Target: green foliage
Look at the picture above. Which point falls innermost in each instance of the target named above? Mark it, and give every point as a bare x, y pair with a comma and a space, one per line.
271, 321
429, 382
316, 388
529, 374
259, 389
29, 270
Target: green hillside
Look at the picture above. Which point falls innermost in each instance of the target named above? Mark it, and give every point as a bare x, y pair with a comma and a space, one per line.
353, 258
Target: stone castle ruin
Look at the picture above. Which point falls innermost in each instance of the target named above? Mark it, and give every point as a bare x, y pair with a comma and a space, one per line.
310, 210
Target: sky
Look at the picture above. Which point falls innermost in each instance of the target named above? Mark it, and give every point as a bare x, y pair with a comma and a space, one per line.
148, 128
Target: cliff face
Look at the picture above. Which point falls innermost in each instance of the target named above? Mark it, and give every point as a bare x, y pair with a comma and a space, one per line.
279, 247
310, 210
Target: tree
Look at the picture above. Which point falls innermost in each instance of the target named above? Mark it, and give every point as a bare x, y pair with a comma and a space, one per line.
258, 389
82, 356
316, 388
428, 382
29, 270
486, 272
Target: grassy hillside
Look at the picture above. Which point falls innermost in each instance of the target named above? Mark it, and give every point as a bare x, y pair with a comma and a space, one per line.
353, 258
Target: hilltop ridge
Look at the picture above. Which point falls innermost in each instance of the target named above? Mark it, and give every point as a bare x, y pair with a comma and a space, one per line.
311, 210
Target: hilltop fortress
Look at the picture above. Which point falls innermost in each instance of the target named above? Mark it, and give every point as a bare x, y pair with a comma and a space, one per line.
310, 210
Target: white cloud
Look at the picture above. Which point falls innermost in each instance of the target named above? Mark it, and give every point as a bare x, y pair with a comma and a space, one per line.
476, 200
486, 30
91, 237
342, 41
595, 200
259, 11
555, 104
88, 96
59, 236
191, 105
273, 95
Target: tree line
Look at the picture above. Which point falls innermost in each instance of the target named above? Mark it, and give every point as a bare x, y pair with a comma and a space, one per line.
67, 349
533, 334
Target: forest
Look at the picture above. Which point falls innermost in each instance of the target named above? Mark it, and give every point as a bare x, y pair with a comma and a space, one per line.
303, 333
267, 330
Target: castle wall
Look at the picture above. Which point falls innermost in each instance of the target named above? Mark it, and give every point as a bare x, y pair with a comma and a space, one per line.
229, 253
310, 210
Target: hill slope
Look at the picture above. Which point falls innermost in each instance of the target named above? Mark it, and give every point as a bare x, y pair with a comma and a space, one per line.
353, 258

What is being asked
Every record, start to finish: reproduce it word for word.

Your response
Target: green foliage
Look at the picture above. Which point falls innermost in each instance of the target named above? Mark it, and give every point as a bare x, y pair with a comma and a space, one per line.
271, 321
429, 382
316, 388
529, 374
259, 389
29, 270
Target: green hillside
Look at the picture above. Which point falls innermost in each instance of the target named above? Mark it, and give every point as a bare x, y pair with a comma and a space, one per line.
353, 258
Target: stone castle ruin
Look at the picture above. Which point falls innermost in each instance of the target named above? Mark it, and give every point as a bare x, y pair with a comma and a space, one per line.
310, 210
Target: sky
Look at the picture above. Which point falls innermost in each instance of the target named above? Mark it, and give every point as a bare x, y pair with a comma and a space, one per line.
148, 128
Target: cliff face
Look at the picture above. Which point falls innermost in each instance of the target named above? Mark it, and give every point as a bare x, y pair with a comma and a space, one per line.
279, 247
310, 210
Target: tree
Look at the picture above. Which point falls innermost in each instance of the target named above? Mark it, and give every point as a bare x, y pair with a comma and a space, one per line.
258, 389
82, 356
316, 388
428, 382
29, 270
486, 272
Target: grassy hillside
Look at the picture above. Which point falls innermost in each instance of the target named above? Mark it, and give every point as a bare x, y pair with a comma and a space, one per line.
353, 258
Target: hilltop ridge
Look at the picture above. Which point falls innermost in each instance of the target named above? Mark it, and give every point as a bare x, y pair with a comma and a space, one per line.
311, 210
Target: hilltop fortress
Look at the picture above. Which point falls innermost in each instance of the target named above? Mark it, and give every point as a bare x, y pair with a comma and a space, one per line.
310, 210
Target: white cloud
Look at the picture above. Which point falls innermost in each instance of the target named above? Mark it, and give every point as a bare x, y pair with a comma and a space, one per line.
476, 200
486, 30
91, 237
342, 41
595, 200
259, 11
555, 104
88, 96
59, 236
191, 105
273, 95
Target: tree line
Look at the picture above. Which point falls innermost in each instance of the target named above? Mark it, and give every point as a bare x, y pair with a comma and a space, one per line.
67, 349
533, 334
Target: forest
Look at the picture above. Which point falls innermost in each instance of the target named above? Mark it, and give every point as a bare x, y pair with a comma and a space, one per line.
303, 333
267, 330
Target: castle wall
Look at the picture above. Which point falls innermost in each instance of the target named above? Mark it, and give every point as a bare x, y pair with a comma and a space, one per line.
229, 253
310, 210
Target: hill slope
Look at the picture above. Which point falls innermost in each instance of the target named above? Mark it, and give every point as a bare x, y pair with a comma and a space, one per line.
353, 258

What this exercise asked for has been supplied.